Text block:
_ _ _ _
A select count took ~48 minutes before I made some changes to the
postgresql.conf, going from default values to these:
shared_buffers = 24MB
work_mem = 256MB
maintenance_work_mem = 512MB
random_page_cost = 100
stats_start_collector = off
stats_row_level = off

As a test I am trying to do an update on state using the following queries:
update res set state=5001;
select count(resid) from res;

The update query that started this all I had to kill after 17hours.  It
should have updated all 121+ million records.  That brought my select
count down to 19 minutes, but still a far cry from acceptable.

The system has 2GB of RAM (more is alreads on order), but doesn't seem to
show problems in TOP with running away with RAM.  If anything, I don't
think it's using enough as I only see about 6 processes using 26-27 MB
each) and is running on a single disk (guess I will likely have to at the
minimum go to a RAID1).  Workload will primarily be comprised of queries
against the indicies (thus why so many of them) and updates to a single
record from about 10 clients where that one records will have md5, state,
rval, speed, audit, and date columns updated.  Those updates don't seem to
be a problem, and are generally processed in bulk of 500 to 5000 at a
time.

Here is the schema for the table giving me problems:

CREATE TABLE res
(
   res_id integer NOT NULL DEFAULT nextval('result_id_seq'::regclass),
   res_client_id integer NOT NULL,
   "time" real DEFAULT 0,
   error integer DEFAULT 0,
   md5 character(32) DEFAULT 0,
   res_tc_id integer NOT NULL,
   state smallint DEFAULT 0,
   priority smallint,
   rval integer,
   speed real,
   audit real,
   date timestamp with time zone,
   gold_result_id integer,
   CONSTRAINT result_pkey PRIMARY KEY (res_id),
   CONSTRAINT unique_res UNIQUE (res_client_id, res_tc_id)
)
WITHOUT OIDS;
ALTER TABLE res OWNER TO postgres;

CREATE INDEX index_audit
   ON res
   USING btree
   (audit);

CREATE INDEX index_event
   ON res
   USING btree
   (error);

CREATE INDEX index_priority
   ON res
   USING btree
   (priority);

CREATE INDEX index_rval
   ON res
   USING btree
   (rval);

CREATE INDEX index_speed
   ON res
   USING btree
   (speed);

CREATE INDEX index_state
   ON res
   USING btree
   (state);

CREATE INDEX index_tc_id
   ON res
   USING btree
   (res_tc_id);

CREATE INDEX index_time
   ON res
   USING btree
   ("time");

Re: 121+ million record table perf problems

From

Andrew Sullivan

Date:

18 May 2007, 15:30:32

On Fri, May 18, 2007 at 12:43:40PM -0500, cyber-postgres@midnightfantasy.com wrote:
> I've got a table with ~121 million records in it.  Select count on it
> currently takes ~45 minutes, and an update to the table to set a value on
> one of the columns I finally killed after it ran 17 hours and had still
> not completed.  Queries into the table are butt slow, and

I don't think you've told us anything like enough to get started on
solving your problem.  But to start with, you know that in Postgres,
an unrestricted count() on a table always results in reading the
entire table, right?

Standard questions: have you performed any vacuum or analyse?
_ _ _ _
Tasks to perform:
- a) In the PostgreSQL performance thread, which postgresql.conf settings were changed from their defaults? Give each one with its new value.
- b) Transcribe the PostgreSQL performance thread from "I don't think" up to and including "entire table, right?".
The data after this point is separate material, unrelated to the thread.

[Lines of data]
_ _ _ _
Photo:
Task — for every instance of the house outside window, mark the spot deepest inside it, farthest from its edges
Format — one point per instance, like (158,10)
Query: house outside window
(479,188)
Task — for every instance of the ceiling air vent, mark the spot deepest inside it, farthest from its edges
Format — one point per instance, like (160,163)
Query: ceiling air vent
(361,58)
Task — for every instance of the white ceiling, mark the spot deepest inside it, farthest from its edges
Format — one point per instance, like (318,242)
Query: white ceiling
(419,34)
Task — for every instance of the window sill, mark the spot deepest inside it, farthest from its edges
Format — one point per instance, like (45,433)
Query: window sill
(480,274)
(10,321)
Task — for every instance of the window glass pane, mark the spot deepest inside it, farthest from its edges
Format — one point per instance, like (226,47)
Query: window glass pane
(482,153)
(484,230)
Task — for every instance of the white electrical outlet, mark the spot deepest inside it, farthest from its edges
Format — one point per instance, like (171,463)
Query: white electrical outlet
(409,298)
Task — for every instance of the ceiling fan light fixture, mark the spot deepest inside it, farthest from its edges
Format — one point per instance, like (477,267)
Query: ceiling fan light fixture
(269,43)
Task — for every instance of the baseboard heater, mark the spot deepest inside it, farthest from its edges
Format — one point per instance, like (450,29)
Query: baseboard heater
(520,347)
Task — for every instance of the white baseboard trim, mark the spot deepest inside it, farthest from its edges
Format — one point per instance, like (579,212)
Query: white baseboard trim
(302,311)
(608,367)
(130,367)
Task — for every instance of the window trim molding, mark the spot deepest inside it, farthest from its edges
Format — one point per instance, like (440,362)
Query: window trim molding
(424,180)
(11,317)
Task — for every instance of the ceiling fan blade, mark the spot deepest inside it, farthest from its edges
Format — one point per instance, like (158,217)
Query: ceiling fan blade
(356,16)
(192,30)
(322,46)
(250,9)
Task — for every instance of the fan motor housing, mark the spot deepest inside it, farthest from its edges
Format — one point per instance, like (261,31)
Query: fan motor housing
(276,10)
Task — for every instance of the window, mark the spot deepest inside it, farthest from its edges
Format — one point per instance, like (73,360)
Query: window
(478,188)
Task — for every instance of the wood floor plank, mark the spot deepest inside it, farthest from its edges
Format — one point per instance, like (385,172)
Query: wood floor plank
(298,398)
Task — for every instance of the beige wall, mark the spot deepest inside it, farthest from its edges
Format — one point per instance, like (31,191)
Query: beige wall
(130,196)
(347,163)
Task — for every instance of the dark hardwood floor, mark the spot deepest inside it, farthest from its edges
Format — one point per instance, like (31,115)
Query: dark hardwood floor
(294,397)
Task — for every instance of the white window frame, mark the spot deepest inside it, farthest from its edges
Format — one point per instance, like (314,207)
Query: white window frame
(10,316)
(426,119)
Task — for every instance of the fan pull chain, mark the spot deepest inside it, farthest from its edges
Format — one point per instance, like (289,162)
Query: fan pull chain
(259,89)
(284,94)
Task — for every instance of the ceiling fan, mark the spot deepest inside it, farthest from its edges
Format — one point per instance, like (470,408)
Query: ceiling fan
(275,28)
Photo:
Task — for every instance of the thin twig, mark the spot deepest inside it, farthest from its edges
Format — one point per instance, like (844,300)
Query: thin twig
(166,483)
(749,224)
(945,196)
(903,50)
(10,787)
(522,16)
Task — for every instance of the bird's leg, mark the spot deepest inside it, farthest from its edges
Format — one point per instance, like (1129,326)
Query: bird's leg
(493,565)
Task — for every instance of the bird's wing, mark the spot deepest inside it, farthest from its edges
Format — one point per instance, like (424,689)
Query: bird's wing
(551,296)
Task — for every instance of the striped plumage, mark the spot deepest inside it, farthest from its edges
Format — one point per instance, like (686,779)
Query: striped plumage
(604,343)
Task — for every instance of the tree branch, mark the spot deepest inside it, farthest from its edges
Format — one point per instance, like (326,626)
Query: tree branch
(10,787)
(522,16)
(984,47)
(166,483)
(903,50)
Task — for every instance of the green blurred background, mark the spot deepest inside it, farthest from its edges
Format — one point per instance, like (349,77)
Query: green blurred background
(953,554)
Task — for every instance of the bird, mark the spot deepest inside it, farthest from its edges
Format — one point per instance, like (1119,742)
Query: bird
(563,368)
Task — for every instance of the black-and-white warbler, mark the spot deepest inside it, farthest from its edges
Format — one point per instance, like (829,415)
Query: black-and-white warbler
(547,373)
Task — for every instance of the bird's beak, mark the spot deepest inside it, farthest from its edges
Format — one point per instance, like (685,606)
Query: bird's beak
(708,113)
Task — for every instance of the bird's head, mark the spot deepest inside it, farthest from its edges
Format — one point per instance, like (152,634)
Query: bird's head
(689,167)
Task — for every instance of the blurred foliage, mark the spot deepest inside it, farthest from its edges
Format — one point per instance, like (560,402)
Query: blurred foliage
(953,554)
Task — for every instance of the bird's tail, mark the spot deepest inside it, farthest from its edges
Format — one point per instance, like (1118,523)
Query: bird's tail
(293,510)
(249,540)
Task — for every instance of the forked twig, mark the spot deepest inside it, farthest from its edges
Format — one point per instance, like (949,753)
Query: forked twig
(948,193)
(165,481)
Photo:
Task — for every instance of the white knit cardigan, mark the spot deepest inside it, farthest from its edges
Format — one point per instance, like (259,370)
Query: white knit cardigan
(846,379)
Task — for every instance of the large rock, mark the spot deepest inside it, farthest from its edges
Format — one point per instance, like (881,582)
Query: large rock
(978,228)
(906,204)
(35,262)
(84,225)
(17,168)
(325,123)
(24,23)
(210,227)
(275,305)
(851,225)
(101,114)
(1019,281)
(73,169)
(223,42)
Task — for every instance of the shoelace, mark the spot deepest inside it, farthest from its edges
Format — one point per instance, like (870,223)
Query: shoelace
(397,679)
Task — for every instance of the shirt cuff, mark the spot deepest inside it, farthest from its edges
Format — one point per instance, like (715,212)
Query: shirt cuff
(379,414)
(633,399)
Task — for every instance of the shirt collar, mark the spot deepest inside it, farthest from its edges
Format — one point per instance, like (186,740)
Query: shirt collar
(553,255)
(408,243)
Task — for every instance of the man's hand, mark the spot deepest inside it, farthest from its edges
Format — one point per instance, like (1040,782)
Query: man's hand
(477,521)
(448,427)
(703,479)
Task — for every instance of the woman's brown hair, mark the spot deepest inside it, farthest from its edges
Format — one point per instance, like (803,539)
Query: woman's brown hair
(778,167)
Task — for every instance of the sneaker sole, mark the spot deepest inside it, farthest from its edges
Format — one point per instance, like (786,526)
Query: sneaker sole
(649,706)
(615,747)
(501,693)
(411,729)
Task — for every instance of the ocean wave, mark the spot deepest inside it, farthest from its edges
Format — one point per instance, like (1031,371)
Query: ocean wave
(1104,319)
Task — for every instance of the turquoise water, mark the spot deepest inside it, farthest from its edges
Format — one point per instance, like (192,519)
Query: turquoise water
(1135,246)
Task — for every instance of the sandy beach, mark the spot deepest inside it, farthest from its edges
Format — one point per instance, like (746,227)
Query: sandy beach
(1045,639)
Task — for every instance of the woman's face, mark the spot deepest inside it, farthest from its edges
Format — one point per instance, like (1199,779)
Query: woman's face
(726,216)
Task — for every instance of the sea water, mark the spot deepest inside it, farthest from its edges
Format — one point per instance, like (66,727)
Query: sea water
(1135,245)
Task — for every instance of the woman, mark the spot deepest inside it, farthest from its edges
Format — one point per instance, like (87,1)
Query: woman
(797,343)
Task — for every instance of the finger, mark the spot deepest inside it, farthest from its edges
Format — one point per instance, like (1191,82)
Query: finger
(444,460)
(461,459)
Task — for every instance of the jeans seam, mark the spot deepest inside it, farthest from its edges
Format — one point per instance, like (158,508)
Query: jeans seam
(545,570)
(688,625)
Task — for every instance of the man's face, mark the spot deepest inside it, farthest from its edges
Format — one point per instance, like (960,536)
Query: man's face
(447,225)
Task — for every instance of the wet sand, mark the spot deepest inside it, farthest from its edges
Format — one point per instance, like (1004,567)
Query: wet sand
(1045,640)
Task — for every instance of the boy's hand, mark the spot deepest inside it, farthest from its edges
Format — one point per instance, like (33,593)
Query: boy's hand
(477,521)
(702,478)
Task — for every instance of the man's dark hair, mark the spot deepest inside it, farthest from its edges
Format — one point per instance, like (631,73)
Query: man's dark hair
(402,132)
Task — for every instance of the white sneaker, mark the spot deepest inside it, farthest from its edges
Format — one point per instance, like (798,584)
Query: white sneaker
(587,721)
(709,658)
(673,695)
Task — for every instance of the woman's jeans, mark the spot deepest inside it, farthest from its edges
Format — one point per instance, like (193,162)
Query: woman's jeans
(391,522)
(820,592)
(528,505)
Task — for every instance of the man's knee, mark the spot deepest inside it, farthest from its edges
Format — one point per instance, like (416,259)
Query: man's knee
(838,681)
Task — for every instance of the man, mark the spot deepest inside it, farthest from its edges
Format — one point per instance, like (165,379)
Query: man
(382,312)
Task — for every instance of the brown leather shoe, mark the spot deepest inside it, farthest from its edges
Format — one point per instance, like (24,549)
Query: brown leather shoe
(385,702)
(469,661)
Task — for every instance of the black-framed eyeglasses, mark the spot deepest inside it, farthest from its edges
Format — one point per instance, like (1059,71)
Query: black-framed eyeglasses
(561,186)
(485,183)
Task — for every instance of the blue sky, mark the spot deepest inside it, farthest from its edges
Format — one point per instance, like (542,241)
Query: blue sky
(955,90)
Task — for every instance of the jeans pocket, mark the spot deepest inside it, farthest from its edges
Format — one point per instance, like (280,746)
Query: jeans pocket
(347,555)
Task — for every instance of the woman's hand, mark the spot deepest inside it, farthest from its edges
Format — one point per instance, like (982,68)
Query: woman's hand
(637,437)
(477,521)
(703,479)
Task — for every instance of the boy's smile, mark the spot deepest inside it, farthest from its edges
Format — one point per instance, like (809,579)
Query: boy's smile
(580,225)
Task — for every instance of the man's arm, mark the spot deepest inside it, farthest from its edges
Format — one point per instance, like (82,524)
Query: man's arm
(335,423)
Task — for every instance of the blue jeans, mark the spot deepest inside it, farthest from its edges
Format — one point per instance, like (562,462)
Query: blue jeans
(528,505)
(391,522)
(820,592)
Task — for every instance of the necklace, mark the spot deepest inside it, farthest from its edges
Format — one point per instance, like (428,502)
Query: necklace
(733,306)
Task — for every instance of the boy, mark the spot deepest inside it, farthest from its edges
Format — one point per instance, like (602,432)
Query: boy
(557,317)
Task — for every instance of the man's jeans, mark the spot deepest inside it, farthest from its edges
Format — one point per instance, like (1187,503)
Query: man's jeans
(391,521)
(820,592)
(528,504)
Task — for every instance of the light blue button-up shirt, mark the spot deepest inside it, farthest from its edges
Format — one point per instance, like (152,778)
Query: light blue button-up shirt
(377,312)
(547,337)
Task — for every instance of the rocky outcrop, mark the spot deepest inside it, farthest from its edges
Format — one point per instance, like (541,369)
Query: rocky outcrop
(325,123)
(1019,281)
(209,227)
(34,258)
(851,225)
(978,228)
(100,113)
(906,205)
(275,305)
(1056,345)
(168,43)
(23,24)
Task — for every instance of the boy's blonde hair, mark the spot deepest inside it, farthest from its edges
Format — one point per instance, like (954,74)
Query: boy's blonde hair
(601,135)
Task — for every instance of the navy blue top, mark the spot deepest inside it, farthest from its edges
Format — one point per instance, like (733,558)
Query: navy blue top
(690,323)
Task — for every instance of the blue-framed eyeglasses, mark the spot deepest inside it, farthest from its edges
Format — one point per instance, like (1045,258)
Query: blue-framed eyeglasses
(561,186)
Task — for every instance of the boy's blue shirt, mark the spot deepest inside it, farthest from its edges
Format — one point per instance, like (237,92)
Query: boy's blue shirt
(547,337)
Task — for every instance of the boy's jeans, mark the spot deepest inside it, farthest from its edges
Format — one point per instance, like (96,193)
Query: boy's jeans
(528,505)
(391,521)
_ _ _ _
Answers provided:
- a)
shared_buffers = 24MB
work_mem = 256MB
maintenance_work_mem = 512MB
random_page_cost = 100
stats_start_collector = off
stats_row_level = off

- b)
I don't think you've told us anything like enough to get started on
solving your problem.  But to start with, you know that in Postgres,
an unrestricted count() on a table always results in reading the
entire table, right?